**Reading passage:**
···

I reproduced this problem under a VM this way:

$ sudo ./stress-ng --swap 1
// on another terminal
$ for i in `seq 8`; do ./swap & done
Looks simpler than yours :-)
(Didn't realize you have posted your reproducer here since I'm not CCed
and just found it after invented mine)
Then the warning message normally appear within a few seconds.

Here is the code for the above swap prog:

#include <stdio.h>
#include <stddef.h>
#include <sys/mman.h>

#define SIZE 0x100000

int main(void)
{
        int i, ret;
        void *p;

        p = mmap(NULL, SIZE, PROT_READ | PROT_WRITE, MAP_PRIVATE | MAP_ANON, -1, 0);
        if (p == MAP_FAILED) {
                perror("mmap");
                return -1;
        }

        ret = 0;
        while (1) {
                for (i = 0; i < SIZE; i += 0x1000)
                        ((char *)p)[i] = 1;
                ret = madvise(p, SIZE, MADV_PAGEOUT);
                if (ret != 0) {
                        perror("madvise");
                        break;
                }
        }

        return ret;
}

Unfortunately, this test prog did not work on kernels before v5.4 because
MADV_PAGEOUT is introduced in v5.4. I tested on v5.4 and the problem is
also there.

Haven't found a way to trigger swap with swap device come and go on
kernels before v5.4; tried putting the test prog in a memcg with memory
limit but then the prog is easily killed due to nowhere to swap out.

···

**Saved entries:**
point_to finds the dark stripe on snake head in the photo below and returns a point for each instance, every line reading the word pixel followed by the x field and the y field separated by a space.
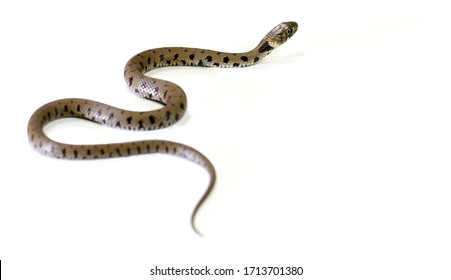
pixel 265 47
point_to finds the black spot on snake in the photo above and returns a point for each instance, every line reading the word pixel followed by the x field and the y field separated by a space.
pixel 152 119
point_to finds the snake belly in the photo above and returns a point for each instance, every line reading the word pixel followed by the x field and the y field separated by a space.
pixel 170 95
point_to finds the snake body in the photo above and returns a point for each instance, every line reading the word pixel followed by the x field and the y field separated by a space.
pixel 167 93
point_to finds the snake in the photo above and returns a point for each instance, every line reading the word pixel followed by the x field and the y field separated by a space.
pixel 167 93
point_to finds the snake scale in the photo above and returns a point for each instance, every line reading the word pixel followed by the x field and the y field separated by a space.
pixel 170 95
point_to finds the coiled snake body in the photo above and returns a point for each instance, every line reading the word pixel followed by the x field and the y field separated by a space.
pixel 167 93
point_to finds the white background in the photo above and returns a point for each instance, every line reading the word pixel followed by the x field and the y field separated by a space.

···

Answer the following from the swap reproducer text:
(a) How many copies of the swap program does the shell loop start?
(b) What value is SIZE defined as in the program's code?
(c) In which kernel version was MADV_PAGEOUT introduced?

**Answer below:**
(a) Eight.
(b) 0x100000.
(c) v5.4.